Instructions »
(1) Extract the part of the table-engine notes that starts at the words "CREATE TABLE user_metrics" and stops after the words "avg_session_sec AggregateFunction(avg, UInt32)", copying it without any changes.
(2) Translate this sentence from the table-engine notes into Spanish: "SELECT immediately after INSERT might see duplicates."

Extract provided »

3.3 ReplacingMergeTree

Dedup on merge: keep latest by ORDER BY.

CREATE TABLE users (
    id UInt64,
    name String,
    updated_at DateTime
)
ENGINE = ReplacingMergeTree(updated_at)
ORDER BY id;

INSERT with same id → eventually deduped on background merge. Use FINAL modifier or OPTIMIZE TABLE to force.

Caveat: only eventually consistent. SELECT immediately after INSERT might see duplicates.

3.4 SummingMergeTree

Auto-sum numeric columns on merge for rows with same ORDER BY.

CREATE TABLE daily_stats (
    date Date,
    user_id UInt64,
    clicks UInt64,
    views UInt64
)
ENGINE = SummingMergeTree()
ORDER BY (date, user_id);
 
INSERT INTO daily_stats VALUES ('2026-05-16', 42, 1, 5);
INSERT INTO daily_stats VALUES ('2026-05-16', 42, 2, 3);
-- Eventually: ('2026-05-16', 42, 3, 8)

3.5 AggregatingMergeTree

Store aggregate state (not final result), final by quantileState, uniqState, etc.

CREATE TABLE user_metrics (
    date Date,
    user_id UInt64,
    unique_pages AggregateFunction(uniq, String),
    avg_session_sec AggregateFunction(avg, UInt32)

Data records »
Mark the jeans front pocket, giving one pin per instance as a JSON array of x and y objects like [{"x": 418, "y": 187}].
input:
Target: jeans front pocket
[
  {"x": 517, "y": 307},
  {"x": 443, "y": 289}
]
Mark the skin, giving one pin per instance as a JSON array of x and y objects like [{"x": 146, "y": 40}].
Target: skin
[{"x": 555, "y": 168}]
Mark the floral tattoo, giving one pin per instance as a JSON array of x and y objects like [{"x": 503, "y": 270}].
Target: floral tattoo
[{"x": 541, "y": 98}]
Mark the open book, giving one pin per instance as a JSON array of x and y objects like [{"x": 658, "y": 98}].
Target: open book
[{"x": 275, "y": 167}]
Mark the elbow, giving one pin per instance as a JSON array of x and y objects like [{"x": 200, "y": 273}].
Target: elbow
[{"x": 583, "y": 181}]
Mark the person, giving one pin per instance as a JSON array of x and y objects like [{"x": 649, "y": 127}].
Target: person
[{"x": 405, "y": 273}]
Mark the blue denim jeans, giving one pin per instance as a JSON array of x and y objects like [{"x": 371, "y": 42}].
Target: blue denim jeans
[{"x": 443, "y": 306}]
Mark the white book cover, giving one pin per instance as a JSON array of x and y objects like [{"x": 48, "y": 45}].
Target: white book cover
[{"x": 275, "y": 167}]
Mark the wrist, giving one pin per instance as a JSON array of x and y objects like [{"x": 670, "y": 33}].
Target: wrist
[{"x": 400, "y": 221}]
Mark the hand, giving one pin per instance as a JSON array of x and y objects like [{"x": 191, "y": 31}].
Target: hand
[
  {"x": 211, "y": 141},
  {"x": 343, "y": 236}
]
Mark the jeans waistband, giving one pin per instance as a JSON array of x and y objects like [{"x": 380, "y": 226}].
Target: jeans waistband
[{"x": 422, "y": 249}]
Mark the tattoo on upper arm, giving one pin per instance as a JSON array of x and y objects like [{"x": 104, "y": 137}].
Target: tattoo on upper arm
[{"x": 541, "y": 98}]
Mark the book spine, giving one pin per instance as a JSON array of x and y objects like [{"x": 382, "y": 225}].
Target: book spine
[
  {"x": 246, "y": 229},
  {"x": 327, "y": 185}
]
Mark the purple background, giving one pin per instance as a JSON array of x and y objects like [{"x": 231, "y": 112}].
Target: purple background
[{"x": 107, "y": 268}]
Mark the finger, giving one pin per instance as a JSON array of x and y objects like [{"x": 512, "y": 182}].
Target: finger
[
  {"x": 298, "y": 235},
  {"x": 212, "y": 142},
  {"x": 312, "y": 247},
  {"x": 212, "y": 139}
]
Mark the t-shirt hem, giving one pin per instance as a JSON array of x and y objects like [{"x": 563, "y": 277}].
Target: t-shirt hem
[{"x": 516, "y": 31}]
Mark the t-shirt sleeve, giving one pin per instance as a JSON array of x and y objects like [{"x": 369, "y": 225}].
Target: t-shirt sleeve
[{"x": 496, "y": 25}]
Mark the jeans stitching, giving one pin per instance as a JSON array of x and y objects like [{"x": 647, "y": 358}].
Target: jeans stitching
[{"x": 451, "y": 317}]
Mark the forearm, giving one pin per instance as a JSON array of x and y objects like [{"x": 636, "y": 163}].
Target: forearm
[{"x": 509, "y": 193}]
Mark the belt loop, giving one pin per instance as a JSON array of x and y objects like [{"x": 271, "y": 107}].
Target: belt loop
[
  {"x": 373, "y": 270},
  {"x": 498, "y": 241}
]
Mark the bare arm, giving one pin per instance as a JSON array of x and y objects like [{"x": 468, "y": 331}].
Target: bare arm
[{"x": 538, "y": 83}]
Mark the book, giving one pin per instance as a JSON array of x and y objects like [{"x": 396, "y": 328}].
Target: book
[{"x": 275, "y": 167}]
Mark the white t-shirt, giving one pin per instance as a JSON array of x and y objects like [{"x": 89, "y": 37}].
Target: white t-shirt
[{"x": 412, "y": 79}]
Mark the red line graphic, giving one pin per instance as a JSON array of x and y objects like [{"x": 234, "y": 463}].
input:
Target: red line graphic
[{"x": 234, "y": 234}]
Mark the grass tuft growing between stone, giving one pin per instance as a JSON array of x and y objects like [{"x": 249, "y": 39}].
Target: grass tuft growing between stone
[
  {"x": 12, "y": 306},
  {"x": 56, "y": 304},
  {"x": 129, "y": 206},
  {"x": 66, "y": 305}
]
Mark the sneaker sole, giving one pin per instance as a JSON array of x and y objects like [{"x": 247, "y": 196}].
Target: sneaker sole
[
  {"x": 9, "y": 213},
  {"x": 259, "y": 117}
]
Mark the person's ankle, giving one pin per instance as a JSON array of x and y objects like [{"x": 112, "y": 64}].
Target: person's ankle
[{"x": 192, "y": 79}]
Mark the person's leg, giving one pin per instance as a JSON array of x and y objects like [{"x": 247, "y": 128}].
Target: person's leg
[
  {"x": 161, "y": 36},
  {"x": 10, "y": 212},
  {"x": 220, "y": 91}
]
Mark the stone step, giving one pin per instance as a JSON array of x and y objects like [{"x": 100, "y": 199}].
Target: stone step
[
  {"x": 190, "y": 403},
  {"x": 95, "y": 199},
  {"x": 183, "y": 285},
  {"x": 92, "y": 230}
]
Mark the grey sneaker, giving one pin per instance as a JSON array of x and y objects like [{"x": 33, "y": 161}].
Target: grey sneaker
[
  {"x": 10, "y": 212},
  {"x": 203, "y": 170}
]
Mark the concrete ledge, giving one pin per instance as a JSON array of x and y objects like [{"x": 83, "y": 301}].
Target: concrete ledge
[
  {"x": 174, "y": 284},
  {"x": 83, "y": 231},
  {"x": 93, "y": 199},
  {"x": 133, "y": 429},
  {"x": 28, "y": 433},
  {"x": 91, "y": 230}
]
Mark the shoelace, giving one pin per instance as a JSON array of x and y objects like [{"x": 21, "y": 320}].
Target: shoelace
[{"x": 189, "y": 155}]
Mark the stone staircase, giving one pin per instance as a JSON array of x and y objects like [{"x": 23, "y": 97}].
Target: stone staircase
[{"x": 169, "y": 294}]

Task-by-task answers »
(1)
CREATE TABLE user_metrics (
    date Date,
    user_id UInt64,
    unique_pages AggregateFunction(uniq, String),
    avg_session_sec AggregateFunction(avg, UInt32)

(2) Un SELECT inmediatamente después de un INSERT podría ver duplicados.